**Exercise task**
Please pick out every line in the entries that contains the string "black" and copy each of those lines. Case counts.

**Data entries**

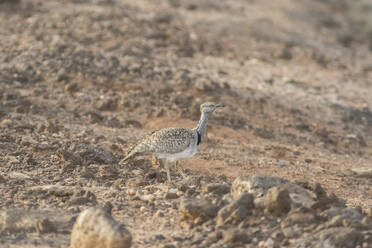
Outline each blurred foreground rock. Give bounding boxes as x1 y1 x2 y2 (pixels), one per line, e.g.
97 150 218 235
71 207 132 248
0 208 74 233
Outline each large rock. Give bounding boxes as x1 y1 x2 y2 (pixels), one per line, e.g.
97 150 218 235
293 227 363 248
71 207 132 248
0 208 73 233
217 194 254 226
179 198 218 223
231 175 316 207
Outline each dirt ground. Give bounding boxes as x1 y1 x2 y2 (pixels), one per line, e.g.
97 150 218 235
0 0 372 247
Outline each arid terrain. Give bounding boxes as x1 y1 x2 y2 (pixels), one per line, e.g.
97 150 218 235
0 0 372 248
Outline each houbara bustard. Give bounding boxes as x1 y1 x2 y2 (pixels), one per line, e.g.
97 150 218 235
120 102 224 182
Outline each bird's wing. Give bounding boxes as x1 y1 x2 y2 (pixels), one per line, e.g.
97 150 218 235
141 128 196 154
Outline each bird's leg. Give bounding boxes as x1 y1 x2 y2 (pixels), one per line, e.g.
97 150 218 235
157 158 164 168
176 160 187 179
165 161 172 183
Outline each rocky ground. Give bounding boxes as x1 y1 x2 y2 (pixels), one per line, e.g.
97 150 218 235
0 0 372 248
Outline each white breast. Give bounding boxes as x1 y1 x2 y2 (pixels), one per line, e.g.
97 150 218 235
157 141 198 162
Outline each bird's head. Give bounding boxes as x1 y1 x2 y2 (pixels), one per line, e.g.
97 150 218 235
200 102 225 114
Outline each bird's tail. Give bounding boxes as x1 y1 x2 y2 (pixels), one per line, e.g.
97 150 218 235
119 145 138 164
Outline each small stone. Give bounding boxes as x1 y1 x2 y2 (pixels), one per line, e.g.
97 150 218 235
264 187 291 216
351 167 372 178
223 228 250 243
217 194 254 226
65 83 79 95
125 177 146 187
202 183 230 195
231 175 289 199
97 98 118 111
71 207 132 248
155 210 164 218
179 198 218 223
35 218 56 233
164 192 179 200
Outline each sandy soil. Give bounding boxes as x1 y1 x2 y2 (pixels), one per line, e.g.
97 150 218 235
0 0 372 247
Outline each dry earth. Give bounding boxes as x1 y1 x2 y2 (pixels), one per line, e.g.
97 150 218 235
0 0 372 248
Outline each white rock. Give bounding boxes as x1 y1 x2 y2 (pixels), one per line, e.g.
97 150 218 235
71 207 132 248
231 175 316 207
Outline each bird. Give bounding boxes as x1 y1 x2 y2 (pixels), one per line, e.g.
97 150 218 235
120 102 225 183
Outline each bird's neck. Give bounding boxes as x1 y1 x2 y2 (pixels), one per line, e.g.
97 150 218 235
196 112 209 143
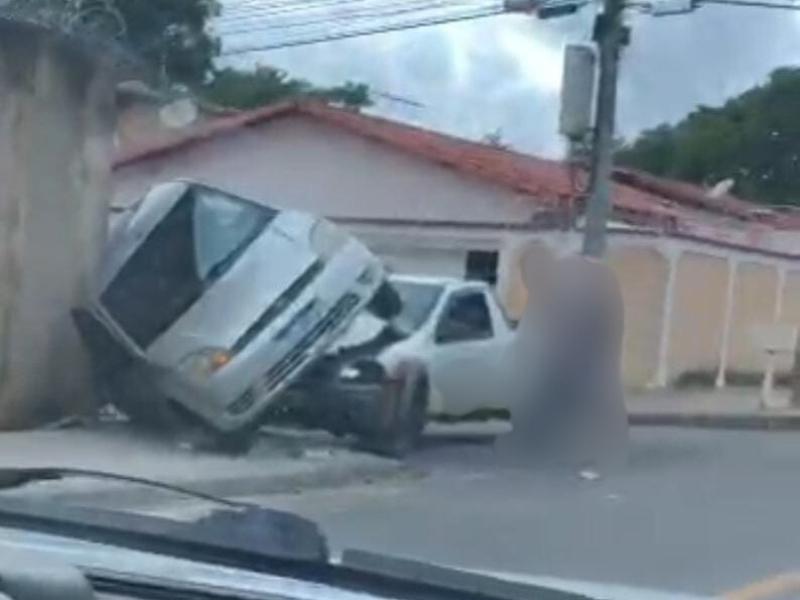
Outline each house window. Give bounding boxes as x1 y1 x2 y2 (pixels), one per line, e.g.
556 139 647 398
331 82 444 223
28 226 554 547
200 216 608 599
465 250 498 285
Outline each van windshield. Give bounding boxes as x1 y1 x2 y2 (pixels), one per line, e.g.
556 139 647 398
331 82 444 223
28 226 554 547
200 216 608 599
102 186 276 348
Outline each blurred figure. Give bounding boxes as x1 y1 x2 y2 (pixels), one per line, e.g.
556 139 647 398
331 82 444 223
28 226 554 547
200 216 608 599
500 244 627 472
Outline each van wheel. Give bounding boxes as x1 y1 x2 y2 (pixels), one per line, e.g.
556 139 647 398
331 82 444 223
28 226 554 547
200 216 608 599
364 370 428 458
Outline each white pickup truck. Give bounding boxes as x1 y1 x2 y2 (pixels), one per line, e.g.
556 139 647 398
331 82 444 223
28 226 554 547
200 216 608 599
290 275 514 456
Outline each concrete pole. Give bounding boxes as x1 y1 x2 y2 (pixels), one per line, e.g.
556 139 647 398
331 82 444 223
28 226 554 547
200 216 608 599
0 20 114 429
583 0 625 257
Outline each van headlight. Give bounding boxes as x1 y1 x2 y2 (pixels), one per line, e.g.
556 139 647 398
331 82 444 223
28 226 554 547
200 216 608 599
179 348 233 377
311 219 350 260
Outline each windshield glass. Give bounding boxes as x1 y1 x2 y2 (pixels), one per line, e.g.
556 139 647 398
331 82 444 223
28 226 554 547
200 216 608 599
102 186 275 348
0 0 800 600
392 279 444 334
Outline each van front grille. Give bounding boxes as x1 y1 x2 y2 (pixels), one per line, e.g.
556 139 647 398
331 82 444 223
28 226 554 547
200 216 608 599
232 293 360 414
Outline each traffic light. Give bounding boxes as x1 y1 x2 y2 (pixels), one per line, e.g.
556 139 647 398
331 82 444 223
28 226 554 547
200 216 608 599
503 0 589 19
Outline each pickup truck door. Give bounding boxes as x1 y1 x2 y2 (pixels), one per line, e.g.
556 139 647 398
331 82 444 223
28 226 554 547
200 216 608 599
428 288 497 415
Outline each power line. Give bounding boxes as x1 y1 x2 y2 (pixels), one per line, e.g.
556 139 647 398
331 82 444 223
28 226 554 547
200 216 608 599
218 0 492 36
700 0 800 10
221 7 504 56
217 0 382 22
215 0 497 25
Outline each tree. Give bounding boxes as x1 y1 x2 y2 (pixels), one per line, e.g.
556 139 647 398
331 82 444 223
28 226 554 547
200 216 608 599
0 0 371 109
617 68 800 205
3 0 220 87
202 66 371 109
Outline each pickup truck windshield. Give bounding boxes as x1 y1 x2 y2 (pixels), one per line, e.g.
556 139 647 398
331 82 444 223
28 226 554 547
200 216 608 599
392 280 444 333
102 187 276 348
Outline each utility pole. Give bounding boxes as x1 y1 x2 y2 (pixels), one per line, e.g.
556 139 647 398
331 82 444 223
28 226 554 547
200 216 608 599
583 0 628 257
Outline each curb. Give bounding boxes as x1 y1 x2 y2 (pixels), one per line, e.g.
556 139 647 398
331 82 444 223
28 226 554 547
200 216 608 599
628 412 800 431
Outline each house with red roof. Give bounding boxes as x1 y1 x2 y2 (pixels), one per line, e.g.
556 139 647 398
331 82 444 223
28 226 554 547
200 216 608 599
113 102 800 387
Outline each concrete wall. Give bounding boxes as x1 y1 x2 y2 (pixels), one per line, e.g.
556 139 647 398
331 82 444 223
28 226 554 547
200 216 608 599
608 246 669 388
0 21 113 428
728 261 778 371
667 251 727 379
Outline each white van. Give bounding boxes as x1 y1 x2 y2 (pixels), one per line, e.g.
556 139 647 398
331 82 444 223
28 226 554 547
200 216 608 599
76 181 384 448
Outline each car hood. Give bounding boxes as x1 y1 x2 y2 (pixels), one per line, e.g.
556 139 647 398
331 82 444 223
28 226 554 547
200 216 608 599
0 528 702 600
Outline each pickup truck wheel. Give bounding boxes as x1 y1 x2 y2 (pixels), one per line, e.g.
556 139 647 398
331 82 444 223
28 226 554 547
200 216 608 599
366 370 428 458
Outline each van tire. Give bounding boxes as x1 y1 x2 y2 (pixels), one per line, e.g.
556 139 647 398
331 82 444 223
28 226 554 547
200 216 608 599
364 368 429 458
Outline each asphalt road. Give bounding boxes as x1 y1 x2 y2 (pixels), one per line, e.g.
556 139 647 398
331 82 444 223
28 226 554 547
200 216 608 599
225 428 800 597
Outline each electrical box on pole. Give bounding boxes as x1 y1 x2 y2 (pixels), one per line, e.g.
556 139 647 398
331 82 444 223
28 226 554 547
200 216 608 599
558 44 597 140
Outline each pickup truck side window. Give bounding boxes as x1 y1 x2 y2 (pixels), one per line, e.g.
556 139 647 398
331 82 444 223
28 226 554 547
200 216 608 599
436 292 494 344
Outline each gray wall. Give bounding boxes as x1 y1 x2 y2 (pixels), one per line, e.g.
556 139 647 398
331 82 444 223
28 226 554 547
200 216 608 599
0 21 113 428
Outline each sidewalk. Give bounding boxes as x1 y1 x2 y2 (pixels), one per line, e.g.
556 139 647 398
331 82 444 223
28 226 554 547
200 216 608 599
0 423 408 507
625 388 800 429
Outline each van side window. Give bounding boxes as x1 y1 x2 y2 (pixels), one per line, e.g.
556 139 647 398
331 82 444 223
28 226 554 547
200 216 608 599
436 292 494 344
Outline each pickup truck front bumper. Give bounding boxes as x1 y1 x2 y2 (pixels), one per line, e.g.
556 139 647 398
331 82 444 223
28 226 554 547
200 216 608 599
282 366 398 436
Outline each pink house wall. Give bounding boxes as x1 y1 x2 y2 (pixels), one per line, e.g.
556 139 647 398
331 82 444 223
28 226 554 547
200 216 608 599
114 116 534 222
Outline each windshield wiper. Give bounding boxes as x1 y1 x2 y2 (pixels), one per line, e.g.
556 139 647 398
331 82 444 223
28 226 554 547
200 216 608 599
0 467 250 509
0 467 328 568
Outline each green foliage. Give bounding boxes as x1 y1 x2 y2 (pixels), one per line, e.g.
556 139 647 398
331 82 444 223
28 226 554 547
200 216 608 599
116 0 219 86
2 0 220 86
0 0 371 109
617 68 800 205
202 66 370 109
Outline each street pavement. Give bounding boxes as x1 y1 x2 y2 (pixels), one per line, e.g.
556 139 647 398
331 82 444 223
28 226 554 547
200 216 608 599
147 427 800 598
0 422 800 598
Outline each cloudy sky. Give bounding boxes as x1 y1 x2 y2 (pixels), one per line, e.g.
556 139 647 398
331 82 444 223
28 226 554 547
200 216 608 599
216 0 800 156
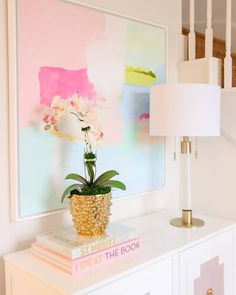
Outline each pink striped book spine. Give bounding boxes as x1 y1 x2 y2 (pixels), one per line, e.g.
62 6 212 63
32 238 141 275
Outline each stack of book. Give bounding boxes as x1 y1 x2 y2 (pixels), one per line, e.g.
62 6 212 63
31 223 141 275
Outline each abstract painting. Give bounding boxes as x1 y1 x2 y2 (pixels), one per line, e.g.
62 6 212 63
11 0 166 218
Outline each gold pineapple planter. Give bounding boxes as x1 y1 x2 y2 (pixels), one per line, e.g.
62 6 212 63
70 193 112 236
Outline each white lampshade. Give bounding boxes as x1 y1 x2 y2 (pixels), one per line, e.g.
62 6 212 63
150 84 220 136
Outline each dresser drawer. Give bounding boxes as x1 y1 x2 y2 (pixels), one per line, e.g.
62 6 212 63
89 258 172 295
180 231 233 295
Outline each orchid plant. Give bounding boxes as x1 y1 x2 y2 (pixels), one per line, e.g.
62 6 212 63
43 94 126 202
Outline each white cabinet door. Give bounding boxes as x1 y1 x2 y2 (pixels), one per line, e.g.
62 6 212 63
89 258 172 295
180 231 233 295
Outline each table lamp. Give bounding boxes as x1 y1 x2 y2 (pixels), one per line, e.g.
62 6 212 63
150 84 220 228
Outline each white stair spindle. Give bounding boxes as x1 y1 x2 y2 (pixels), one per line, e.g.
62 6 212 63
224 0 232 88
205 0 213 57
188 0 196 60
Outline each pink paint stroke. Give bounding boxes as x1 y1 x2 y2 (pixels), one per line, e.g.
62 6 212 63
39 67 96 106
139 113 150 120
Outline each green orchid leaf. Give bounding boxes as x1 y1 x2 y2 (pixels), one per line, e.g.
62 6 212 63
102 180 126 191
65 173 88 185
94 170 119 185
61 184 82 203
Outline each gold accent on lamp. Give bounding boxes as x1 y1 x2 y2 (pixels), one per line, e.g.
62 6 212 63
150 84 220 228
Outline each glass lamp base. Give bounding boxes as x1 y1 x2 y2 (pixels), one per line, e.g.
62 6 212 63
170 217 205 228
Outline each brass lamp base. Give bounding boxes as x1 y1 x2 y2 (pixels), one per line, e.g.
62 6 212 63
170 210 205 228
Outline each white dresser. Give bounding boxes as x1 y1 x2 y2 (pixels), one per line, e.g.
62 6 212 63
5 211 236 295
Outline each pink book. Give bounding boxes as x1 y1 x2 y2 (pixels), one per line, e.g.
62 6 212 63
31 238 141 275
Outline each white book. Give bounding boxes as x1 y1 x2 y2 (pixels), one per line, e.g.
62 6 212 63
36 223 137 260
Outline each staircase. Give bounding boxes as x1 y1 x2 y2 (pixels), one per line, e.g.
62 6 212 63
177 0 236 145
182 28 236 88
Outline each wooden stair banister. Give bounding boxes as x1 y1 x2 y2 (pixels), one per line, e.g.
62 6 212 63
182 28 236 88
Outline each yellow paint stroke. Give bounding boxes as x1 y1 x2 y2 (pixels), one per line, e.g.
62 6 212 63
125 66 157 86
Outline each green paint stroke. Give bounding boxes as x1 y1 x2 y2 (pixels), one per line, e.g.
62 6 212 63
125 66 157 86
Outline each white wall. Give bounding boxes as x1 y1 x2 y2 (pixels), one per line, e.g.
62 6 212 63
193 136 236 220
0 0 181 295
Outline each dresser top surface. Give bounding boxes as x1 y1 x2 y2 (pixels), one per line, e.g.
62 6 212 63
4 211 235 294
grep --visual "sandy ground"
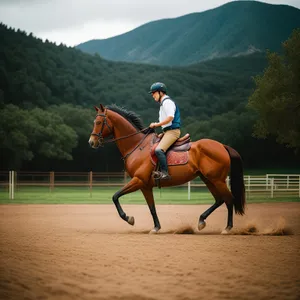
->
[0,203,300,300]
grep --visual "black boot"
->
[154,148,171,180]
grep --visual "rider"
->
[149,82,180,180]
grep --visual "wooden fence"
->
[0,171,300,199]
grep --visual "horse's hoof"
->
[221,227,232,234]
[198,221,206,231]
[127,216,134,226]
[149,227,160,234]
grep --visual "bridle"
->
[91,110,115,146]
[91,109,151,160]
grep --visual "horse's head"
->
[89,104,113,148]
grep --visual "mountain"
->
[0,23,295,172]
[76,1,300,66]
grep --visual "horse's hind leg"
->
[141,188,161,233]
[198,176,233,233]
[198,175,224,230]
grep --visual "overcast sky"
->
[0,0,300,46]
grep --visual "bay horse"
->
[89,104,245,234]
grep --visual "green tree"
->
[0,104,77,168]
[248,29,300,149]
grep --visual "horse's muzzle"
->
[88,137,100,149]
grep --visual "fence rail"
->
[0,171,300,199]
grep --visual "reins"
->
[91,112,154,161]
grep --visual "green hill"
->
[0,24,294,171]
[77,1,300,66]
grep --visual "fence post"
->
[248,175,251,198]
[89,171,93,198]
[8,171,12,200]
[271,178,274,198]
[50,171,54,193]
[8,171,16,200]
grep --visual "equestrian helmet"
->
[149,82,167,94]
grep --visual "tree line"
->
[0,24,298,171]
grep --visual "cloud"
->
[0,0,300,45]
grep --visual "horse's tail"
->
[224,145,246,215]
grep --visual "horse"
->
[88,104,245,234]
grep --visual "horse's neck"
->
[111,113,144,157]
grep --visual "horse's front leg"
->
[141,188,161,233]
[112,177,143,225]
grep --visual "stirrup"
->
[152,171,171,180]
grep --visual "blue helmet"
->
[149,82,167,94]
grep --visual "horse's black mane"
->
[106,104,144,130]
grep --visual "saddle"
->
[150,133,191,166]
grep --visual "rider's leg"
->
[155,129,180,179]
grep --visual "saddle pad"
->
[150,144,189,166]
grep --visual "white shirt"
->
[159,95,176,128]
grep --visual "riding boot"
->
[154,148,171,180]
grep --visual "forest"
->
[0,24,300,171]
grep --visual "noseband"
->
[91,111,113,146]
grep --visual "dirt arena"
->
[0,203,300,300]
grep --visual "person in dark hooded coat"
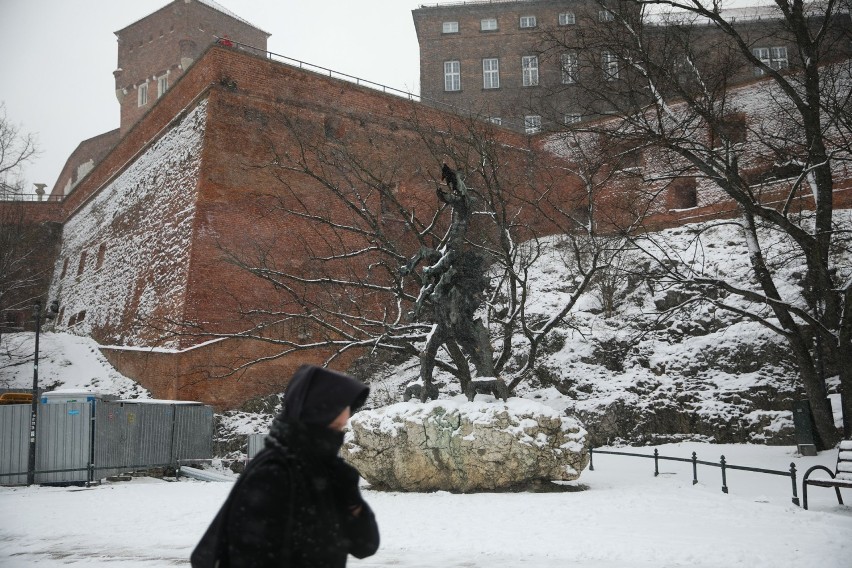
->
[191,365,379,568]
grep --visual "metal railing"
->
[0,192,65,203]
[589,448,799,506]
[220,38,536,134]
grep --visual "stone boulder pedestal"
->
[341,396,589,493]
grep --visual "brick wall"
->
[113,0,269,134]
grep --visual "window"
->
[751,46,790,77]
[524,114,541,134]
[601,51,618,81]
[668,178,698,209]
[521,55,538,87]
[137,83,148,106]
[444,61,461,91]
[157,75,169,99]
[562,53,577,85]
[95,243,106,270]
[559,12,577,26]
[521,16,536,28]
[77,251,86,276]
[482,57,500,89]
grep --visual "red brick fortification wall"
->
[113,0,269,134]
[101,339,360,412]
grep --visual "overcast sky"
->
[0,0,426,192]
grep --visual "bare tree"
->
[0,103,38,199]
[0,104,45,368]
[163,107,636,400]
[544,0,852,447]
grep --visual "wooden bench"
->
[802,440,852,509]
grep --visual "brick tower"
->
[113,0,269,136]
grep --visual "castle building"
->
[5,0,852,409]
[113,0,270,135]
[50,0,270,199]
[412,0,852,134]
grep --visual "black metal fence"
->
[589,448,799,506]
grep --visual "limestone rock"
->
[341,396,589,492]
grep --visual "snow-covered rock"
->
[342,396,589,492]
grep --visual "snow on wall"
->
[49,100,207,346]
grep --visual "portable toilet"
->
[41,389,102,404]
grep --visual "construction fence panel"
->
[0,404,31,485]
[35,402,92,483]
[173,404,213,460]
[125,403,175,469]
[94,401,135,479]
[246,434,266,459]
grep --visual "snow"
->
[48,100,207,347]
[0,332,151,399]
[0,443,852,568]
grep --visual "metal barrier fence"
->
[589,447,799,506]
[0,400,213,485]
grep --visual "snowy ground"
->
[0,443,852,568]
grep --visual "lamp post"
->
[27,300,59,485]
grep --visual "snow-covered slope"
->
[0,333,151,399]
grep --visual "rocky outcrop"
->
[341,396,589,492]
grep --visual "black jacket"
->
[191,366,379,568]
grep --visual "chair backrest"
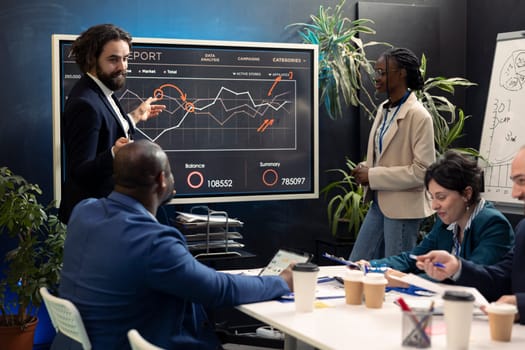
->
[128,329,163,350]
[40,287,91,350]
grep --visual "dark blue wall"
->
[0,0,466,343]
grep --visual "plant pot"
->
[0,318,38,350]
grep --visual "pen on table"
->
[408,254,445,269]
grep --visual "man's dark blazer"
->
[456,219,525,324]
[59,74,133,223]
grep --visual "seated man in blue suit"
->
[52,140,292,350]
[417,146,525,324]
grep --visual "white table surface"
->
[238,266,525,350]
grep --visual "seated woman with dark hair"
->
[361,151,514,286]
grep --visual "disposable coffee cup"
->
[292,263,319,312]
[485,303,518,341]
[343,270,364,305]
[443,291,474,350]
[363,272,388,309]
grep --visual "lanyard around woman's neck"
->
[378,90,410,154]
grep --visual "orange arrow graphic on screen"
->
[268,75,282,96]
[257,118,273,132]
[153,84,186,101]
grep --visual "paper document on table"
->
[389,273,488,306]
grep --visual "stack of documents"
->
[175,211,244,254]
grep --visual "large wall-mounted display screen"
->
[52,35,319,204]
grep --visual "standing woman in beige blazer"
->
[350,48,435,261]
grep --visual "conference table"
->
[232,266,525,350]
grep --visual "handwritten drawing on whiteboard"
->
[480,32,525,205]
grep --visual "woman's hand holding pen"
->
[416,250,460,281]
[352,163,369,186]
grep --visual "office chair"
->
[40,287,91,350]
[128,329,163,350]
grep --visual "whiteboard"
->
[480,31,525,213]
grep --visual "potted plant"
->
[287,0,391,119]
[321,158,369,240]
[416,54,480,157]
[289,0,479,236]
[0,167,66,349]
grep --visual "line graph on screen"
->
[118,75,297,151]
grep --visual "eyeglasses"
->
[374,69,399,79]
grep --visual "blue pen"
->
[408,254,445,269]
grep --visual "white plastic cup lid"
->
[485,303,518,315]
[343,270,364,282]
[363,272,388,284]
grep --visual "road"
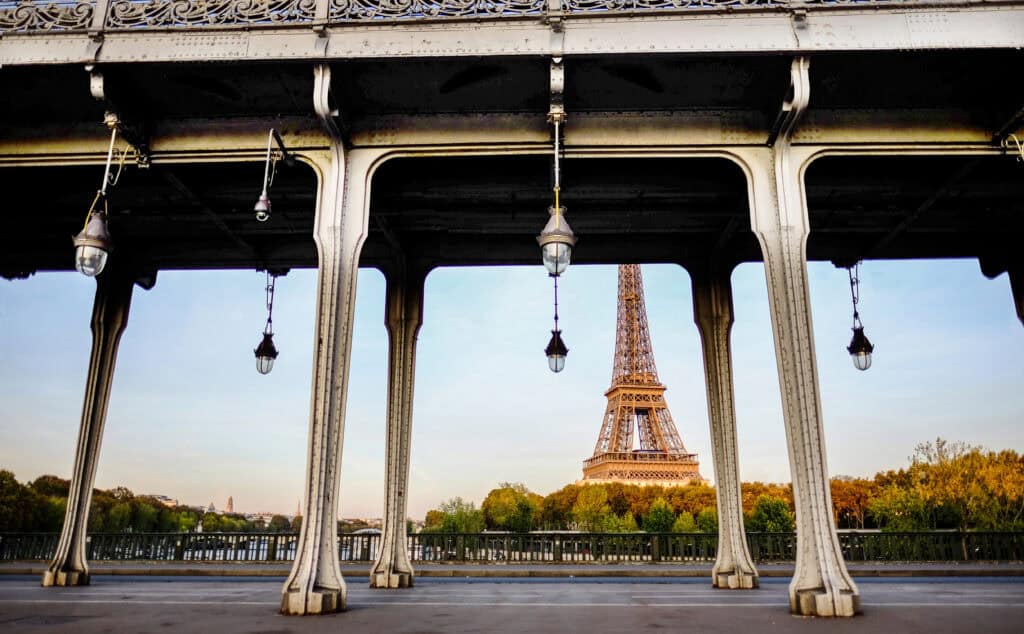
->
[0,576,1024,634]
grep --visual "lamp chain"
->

**Task solution**
grep --visual "black boot"
grep --visual "horse's black mane"
grep --visual "black metal fence"
grep --visual "black jacket"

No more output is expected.